• What to do:
(1) From the candy-heart AI article below, extract the passage that begins at the words "A woman named" and stops after "imitated the genuine ones.".
(2) Using the candy-heart AI article below, list everything that Shane's earlier neural networks are said to have produced.
(3) For each statement, say whether it agrees with the candy-heart AI article below, and quote the words that decide it: (a) Shane works as a laser scientist by day. (b) Shane trains her neural networks to be very good at what they do. (c) Shane's remarks come from an interview with Slate.
───── Extract to read ─────
Ah, yes, the 14th Day of February, on which you’re maybe anticipating some sweet words from that special someone, or feeling forever alone, or just went and rejected the Hallmark holiday altogether. No matter your feelings about the holiday, we’ve found you a Valentine for the day to tell you the sweet nothings no one else will:


Mmm, sultry. Now imagine it carved into one of those candy hearts. Boom, right? Except not.

That probably (hopefully?) isn’t quite up to your standard for heart-meltingly hot. And that’s probably because it was written by an AI, which, it turns out, hasn’t quite mastered the art of (human) seduction.

A woman named Janelle Shane created the candy-heart-generating AI. By day, Shane is a laser scientist, but her hobby is to train neural networks. And she purposely trains them to do silly things, and to be, well, kind of bad at them. Her previous neural networks have invented names for new residents of the Star Wars universe and for paint colors. One even wrote Harry Potter fan fiction.

To create her candy heart AI, Shane collected as many genuine candy heart messages as she could find and fed them into a neural network. The algorithm detected patterns in the data and then used those patterns to create messages that imitated the genuine ones.

Granted, the system’s far from perfect. But it does give us a little perspective on just how strange we are as we try to woo one another.

“I would say that [watching them go off the rails] is one of the greatest pleasures of training neural networks. It may be frustrating at times, if you’re trying to get something done. But I love it when things like that happen,” Shane said in an interview with Slate. “It is satisfying in the sense that you’re seeing computers aren’t good at everything yet.”
───── Information provided ─────
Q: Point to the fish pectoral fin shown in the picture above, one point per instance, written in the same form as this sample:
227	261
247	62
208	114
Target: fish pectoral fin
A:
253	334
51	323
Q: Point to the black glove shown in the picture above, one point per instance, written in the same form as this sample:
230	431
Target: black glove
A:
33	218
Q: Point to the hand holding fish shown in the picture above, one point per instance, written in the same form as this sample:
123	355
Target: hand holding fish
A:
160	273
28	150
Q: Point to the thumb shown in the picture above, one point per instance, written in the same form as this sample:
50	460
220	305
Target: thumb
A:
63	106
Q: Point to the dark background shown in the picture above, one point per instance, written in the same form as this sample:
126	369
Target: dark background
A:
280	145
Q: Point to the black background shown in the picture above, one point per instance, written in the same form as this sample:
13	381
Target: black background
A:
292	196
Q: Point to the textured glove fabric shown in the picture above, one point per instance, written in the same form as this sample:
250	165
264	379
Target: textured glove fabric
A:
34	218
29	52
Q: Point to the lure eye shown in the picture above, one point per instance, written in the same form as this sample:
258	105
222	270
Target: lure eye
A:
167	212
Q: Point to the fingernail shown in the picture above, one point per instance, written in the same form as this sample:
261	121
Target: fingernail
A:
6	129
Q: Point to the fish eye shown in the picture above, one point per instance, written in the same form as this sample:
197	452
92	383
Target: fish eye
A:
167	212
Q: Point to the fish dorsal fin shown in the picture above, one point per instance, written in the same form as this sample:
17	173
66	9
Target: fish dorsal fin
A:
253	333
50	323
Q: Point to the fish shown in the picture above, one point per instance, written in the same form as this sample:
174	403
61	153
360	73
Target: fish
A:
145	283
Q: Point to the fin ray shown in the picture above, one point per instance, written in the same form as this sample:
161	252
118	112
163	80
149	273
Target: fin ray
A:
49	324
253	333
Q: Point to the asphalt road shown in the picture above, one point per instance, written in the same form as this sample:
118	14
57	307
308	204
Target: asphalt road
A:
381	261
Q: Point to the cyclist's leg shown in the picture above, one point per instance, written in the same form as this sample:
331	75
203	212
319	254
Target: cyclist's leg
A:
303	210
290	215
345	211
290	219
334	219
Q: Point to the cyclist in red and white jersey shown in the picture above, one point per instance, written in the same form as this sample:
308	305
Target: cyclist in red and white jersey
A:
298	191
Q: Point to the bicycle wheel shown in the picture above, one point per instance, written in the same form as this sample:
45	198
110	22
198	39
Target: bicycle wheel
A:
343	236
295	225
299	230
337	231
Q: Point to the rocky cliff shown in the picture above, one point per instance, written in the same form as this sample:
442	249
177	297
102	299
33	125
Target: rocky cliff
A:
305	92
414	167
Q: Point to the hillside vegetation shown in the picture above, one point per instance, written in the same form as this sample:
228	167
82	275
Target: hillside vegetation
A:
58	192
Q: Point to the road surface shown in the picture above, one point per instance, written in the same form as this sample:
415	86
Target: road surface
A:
─────
• Answer list:
(1)
A woman named Janelle Shane created the candy-heart-generating AI. By day, Shane is a laser scientist, but her hobby is to train neural networks. And she purposely trains them to do silly things, and to be, well, kind of bad at them. Her previous neural networks have invented names for new residents of the Star Wars universe and for paint colors. One even wrote Harry Potter fan fiction.

To create her candy heart AI, Shane collected as many genuine candy heart messages as she could find and fed them into a neural network. The algorithm detected patterns in the data and then used those patterns to create messages that imitated the genuine ones.

(2)
- Names for new residents of the Star Wars universe
- Names for paint colors
- Harry Potter fan fiction

(3)
(a) Yes: "By day, Shane is a laser scientist"
(b) No: "she purposely trains them to do silly things, and to be, well, kind of bad at them"
(c) Yes: "Shane said in an interview with Slate"